STATED EXERCISE:
Put the material below, everything from the line containing "spot the kitchen equipment." down to the line containing "(1338, 561)", into a two-column CSV with the headers request and answer. Give one row per request, put each field in quotes with its line breaks turned into spaces, and leave the pictures out.

A run of records:

════════════════

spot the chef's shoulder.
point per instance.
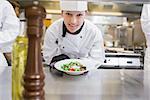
(56, 27)
(91, 27)
(5, 3)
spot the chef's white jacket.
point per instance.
(88, 44)
(145, 22)
(9, 29)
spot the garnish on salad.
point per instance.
(73, 66)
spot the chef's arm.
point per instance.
(9, 24)
(145, 18)
(97, 53)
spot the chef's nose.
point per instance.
(73, 19)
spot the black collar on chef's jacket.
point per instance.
(66, 30)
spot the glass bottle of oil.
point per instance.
(19, 57)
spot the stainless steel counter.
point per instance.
(101, 84)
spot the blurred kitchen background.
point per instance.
(119, 21)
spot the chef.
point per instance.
(73, 36)
(9, 29)
(145, 22)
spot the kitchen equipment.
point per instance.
(122, 60)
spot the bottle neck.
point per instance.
(23, 27)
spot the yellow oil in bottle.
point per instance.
(19, 59)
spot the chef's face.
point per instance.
(73, 19)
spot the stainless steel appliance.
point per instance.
(122, 60)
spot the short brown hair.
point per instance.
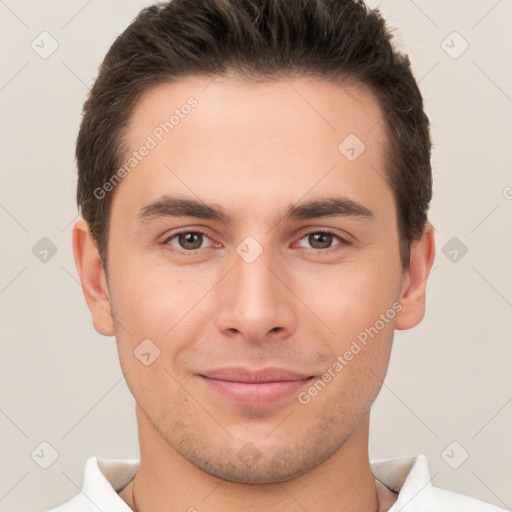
(337, 40)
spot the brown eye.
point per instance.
(187, 240)
(321, 240)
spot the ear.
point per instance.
(93, 279)
(414, 280)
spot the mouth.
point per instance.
(254, 387)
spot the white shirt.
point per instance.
(409, 477)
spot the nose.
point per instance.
(255, 301)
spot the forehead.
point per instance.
(233, 138)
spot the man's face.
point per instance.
(264, 288)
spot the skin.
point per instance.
(255, 149)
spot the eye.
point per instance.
(187, 240)
(319, 240)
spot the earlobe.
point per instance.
(412, 296)
(92, 276)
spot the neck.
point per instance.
(166, 481)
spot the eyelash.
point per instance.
(333, 248)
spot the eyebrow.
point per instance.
(168, 206)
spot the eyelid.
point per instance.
(343, 240)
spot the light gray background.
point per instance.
(449, 379)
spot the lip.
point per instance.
(254, 387)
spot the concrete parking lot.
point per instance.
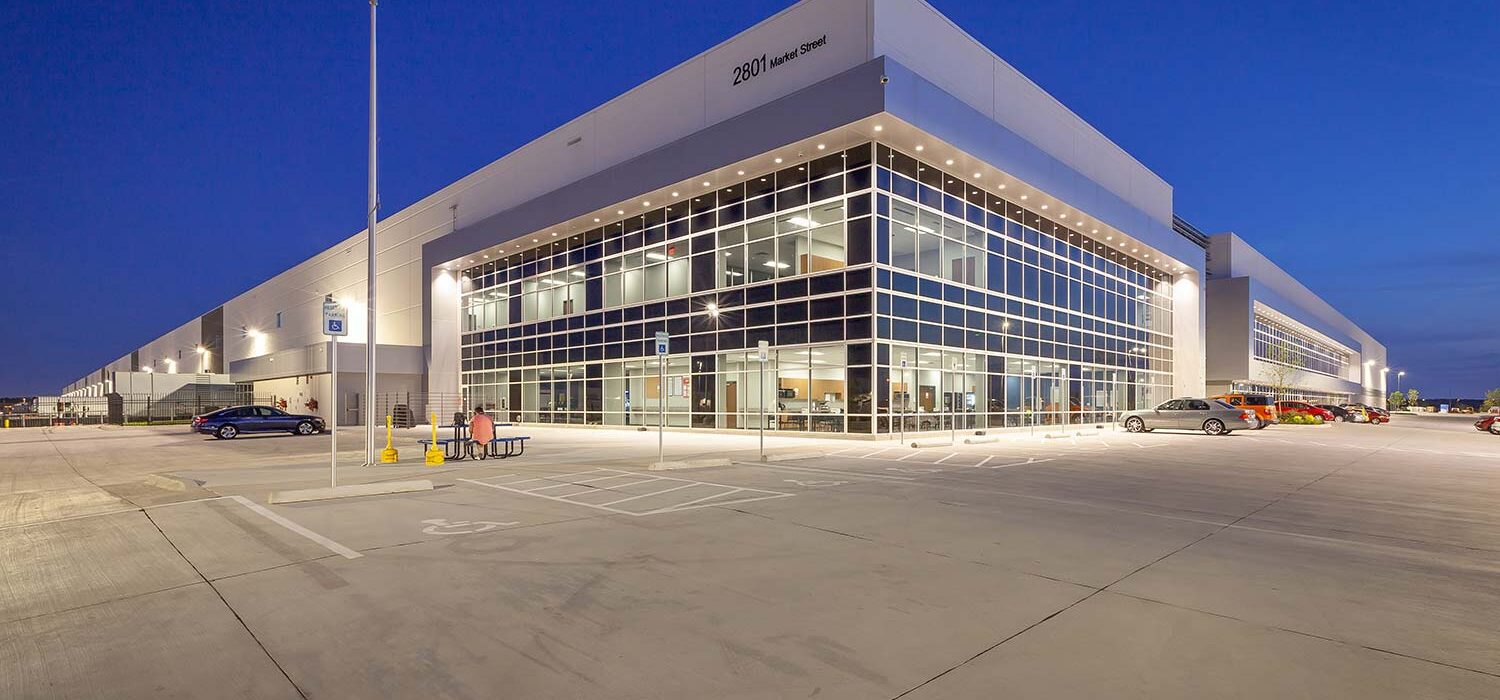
(1338, 561)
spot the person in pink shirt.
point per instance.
(482, 429)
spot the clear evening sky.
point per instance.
(161, 158)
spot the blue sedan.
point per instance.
(227, 423)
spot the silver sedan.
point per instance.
(1211, 415)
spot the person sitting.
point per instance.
(482, 429)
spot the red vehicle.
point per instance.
(1304, 408)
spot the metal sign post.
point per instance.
(762, 352)
(335, 324)
(662, 347)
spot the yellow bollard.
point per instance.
(434, 456)
(389, 454)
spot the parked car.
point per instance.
(1361, 412)
(1302, 408)
(1263, 406)
(227, 423)
(1338, 411)
(1212, 417)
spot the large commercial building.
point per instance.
(914, 228)
(1271, 335)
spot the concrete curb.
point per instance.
(918, 445)
(692, 463)
(353, 490)
(171, 483)
(792, 456)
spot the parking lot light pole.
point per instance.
(662, 344)
(372, 209)
(152, 396)
(762, 354)
(957, 390)
(906, 394)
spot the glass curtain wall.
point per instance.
(890, 293)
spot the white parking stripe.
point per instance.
(653, 493)
(266, 513)
(723, 493)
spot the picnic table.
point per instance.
(461, 445)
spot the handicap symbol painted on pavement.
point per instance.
(815, 483)
(440, 526)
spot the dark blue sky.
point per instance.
(159, 158)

════════════════

CORRECT RESULT:
request,answer
"spot the kitchen equipment. point per instance.","(122, 60)"
"spot the bottle neck. point per instance.","(23, 27)"
"spot the yellow oil in bottle. point per instance.","(19, 59)"
"spot the chef's face. point per instance.","(73, 19)"
"spot the stainless steel appliance. point per instance.","(122, 60)"
"spot the short brown hair. point per instance.","(337, 40)"
"spot the brown eye. point per instance.","(187, 240) (321, 240)"
"spot the ear. point per instance.","(93, 279) (414, 280)"
"spot the mouth. point per instance.","(254, 387)"
"spot the white shirt. point per instance.","(409, 477)"
"spot the nose. point per instance.","(255, 301)"
"spot the forehead. point per instance.","(233, 138)"
"spot the man's face. point per instance.","(264, 288)"
"spot the skin. point per instance.","(255, 149)"
"spot the eye. point per instance.","(187, 240) (319, 240)"
"spot the earlobe. point per instance.","(412, 296) (92, 276)"
"spot the neck. point per instance.","(166, 481)"
"spot the eyelash. point per instance.","(333, 248)"
"spot the eyebrow. point per instance.","(168, 206)"
"spot the eyelid. point per instance.","(343, 240)"
"spot the light gray background. point per instance.","(449, 379)"
"spot the lip. point per instance.","(254, 387)"
"spot the concrete parking lot. point per instance.","(1338, 561)"